§ **Written task**: Turn the records from the line with "dog tail --all" up to and including the line with "[205,138,232,158]" into a numbered list, skipping blank lines and leaving out the pictures.

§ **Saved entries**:

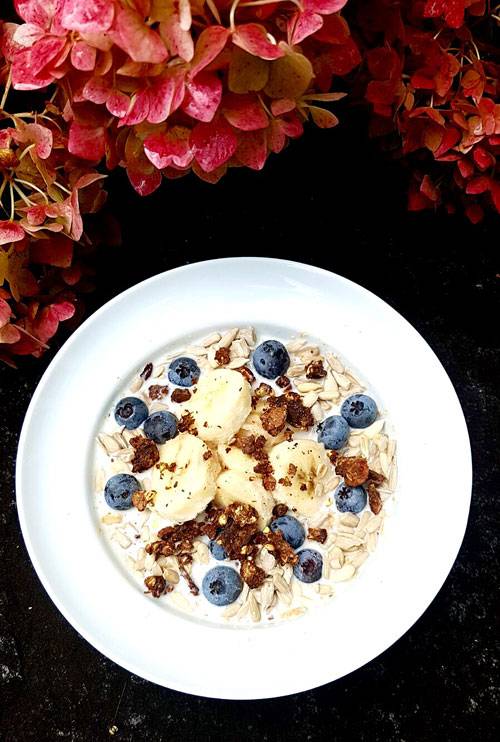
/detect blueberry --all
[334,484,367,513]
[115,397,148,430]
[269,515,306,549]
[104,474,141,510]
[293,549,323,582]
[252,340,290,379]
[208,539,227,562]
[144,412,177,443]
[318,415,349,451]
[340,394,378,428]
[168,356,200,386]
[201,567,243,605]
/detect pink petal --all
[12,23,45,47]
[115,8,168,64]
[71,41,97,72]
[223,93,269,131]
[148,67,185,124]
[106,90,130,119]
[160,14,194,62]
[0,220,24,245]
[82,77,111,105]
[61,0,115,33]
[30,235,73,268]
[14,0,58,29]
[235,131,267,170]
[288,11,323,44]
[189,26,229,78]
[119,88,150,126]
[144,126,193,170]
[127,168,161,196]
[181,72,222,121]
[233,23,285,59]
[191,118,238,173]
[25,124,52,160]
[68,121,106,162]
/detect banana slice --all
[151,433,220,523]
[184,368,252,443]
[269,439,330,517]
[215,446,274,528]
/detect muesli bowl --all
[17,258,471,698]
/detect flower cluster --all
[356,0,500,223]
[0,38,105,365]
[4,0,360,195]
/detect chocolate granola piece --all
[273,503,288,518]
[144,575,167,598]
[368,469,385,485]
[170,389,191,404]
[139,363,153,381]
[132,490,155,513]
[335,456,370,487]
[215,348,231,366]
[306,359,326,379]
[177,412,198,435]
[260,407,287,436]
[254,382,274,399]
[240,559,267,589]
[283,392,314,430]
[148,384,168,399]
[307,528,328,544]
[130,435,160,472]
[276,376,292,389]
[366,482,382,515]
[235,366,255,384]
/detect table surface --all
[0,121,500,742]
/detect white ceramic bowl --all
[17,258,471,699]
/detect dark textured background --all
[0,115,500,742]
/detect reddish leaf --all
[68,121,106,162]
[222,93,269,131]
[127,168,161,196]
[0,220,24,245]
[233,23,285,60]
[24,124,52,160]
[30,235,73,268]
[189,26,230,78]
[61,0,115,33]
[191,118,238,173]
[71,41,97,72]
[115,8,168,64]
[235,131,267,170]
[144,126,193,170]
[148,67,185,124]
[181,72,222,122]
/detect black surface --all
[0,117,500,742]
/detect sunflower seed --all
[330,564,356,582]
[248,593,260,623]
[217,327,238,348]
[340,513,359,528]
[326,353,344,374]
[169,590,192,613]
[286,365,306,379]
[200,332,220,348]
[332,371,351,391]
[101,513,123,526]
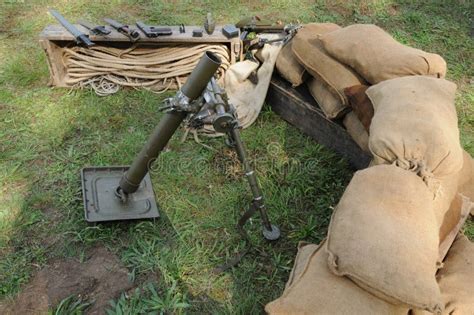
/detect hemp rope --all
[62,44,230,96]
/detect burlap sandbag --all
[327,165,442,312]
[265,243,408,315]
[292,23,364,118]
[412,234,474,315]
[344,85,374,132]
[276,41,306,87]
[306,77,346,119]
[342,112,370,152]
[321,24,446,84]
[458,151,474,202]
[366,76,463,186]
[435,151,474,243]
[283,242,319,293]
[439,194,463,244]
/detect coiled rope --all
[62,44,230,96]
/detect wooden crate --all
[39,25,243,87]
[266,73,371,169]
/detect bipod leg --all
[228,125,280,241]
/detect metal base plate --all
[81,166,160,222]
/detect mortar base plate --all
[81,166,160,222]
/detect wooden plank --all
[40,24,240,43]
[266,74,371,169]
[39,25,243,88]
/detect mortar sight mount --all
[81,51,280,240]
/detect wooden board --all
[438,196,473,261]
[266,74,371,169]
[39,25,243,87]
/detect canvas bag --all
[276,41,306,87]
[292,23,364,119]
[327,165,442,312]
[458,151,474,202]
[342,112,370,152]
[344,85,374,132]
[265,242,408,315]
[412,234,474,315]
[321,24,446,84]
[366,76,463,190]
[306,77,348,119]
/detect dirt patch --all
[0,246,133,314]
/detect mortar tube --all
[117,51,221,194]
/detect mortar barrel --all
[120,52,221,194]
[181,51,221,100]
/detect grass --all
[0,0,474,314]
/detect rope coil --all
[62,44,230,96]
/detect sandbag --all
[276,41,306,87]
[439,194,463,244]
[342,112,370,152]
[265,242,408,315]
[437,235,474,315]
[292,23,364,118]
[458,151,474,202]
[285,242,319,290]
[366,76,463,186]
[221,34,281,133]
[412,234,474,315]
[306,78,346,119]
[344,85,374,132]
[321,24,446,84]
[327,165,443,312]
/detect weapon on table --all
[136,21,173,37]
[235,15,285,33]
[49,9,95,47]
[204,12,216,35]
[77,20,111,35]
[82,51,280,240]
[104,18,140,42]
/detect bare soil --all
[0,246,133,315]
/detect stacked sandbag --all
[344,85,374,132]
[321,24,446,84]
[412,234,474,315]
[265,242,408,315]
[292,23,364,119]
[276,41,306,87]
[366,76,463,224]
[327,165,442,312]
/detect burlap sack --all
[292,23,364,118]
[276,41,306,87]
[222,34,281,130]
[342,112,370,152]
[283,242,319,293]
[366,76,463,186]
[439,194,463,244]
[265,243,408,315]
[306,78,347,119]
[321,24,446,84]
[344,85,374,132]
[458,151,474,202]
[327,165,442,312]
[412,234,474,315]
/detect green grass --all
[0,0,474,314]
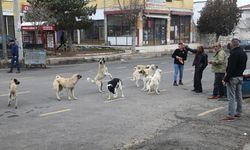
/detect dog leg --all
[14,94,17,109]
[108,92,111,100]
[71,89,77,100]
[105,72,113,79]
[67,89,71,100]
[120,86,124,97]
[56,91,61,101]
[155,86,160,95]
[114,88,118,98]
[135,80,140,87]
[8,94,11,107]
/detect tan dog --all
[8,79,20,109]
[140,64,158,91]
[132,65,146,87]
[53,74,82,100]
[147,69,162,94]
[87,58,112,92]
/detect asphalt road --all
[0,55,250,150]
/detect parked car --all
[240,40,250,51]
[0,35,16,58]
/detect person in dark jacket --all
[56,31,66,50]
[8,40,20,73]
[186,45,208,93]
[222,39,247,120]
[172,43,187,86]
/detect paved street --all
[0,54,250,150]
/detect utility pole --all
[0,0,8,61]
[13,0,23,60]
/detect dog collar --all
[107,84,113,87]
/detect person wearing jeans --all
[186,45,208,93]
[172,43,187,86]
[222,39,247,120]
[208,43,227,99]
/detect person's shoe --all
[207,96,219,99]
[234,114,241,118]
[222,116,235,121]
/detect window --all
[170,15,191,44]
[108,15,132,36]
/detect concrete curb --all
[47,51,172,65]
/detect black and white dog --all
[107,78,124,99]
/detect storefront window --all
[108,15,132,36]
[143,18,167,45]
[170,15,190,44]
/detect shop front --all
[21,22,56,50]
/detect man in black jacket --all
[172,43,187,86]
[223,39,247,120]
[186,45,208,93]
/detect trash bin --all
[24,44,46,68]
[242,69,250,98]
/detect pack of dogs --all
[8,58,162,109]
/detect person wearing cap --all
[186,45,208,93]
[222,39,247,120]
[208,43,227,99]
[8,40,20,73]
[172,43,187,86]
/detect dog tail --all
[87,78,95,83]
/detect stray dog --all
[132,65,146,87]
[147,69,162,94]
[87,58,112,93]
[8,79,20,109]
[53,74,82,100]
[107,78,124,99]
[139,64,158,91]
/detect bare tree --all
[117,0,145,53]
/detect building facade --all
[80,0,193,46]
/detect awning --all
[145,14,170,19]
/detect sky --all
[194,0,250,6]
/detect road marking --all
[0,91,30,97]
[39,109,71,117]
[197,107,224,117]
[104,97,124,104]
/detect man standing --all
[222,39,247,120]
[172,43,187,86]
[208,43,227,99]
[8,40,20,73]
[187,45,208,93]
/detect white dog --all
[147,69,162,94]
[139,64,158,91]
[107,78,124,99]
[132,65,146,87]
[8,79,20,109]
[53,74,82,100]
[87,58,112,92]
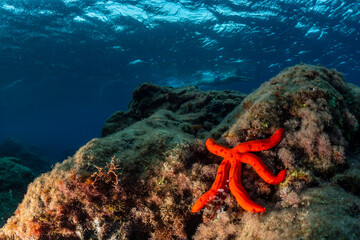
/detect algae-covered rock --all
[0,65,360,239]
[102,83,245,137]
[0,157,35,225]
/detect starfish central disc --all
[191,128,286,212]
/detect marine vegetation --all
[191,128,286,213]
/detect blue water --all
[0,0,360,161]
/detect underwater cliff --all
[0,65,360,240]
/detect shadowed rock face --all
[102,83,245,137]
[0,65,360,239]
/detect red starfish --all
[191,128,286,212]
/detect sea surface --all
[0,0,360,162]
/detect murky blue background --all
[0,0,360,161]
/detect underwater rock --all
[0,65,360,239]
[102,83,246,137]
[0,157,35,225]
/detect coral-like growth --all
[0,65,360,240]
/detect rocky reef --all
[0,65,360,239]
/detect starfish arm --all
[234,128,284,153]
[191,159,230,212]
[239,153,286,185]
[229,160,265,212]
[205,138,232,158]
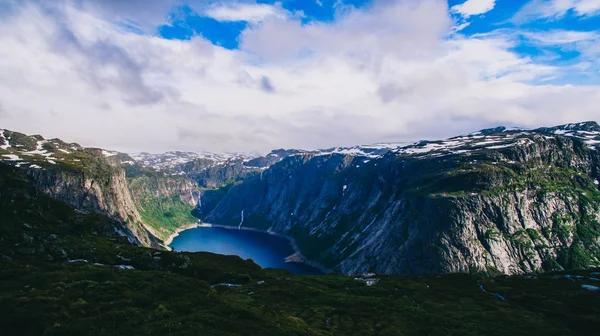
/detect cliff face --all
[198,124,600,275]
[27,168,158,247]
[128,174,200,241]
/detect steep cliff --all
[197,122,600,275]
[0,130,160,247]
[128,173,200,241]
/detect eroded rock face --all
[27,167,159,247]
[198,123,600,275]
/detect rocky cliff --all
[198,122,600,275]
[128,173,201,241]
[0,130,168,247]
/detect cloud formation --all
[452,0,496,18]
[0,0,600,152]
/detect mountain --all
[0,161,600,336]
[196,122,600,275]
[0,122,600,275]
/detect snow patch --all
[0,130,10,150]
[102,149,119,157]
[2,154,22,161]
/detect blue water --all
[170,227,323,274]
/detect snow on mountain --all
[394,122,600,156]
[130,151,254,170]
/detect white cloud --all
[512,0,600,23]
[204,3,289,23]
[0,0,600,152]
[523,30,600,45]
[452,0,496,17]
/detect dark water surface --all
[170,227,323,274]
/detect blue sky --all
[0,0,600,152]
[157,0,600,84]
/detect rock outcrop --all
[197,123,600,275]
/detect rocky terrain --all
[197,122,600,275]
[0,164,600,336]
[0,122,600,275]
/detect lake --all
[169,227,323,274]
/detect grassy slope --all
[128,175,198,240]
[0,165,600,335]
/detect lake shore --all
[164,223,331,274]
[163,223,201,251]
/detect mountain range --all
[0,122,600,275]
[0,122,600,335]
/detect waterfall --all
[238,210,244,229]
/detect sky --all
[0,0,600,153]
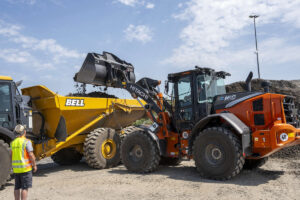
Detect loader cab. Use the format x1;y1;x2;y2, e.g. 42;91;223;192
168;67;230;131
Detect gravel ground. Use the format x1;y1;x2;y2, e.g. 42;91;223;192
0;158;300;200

§ **Answer to the task**:
1. /detect dog tail --all
2. [87,78,95,83]
3. /detect stray dog --all
4. [132,65,146,87]
5. [147,69,162,94]
6. [87,58,112,93]
7. [8,79,20,109]
8. [53,74,82,100]
9. [107,78,124,99]
10. [139,64,158,91]
11. /detect bare tree --all
12. [117,0,145,53]
13. /detect building facade --all
14. [80,0,193,46]
15. /detect awning --all
16. [145,14,170,19]
17. /detect sky --all
18. [194,0,250,6]
19. /detect road marking --all
20. [0,91,30,97]
21. [39,109,71,117]
22. [197,107,224,117]
23. [104,97,124,104]
24. /detect man standing --all
25. [222,39,247,120]
26. [172,43,187,86]
27. [208,43,227,99]
28. [8,40,20,73]
29. [187,45,208,93]
30. /detect white dog --all
31. [147,69,162,94]
32. [139,64,158,91]
33. [107,78,124,99]
34. [132,65,146,87]
35. [8,79,20,109]
36. [53,74,82,100]
37. [87,58,112,92]
38. /detect algae-covered rock --all
39. [0,65,360,239]
40. [102,83,245,137]
41. [0,157,35,225]
42. /detect starfish central disc --all
43. [191,128,286,212]
44. /detect marine vegetation --all
45. [191,128,286,213]
46. /detect blue water --all
47. [0,0,360,161]
48. /detect underwater cliff --all
49. [0,65,360,240]
50. /detect shadowed rock face --all
51. [102,83,245,137]
52. [0,65,360,239]
53. /detect red starfish --all
54. [191,128,286,212]
55. /detect sea surface --all
56. [0,0,360,162]
57. /detect murky blue background --all
58. [0,0,360,161]
59. /detect underwater rock --all
60. [0,65,360,239]
61. [102,83,246,137]
62. [0,157,35,225]
63. /detect coral-like growth --all
64. [0,65,360,240]
65. /detect rocky reef --all
66. [0,65,360,239]
67. /detect starfish arm --all
68. [234,128,284,153]
69. [191,159,230,212]
70. [239,153,286,185]
71. [229,160,265,212]
72. [205,138,232,158]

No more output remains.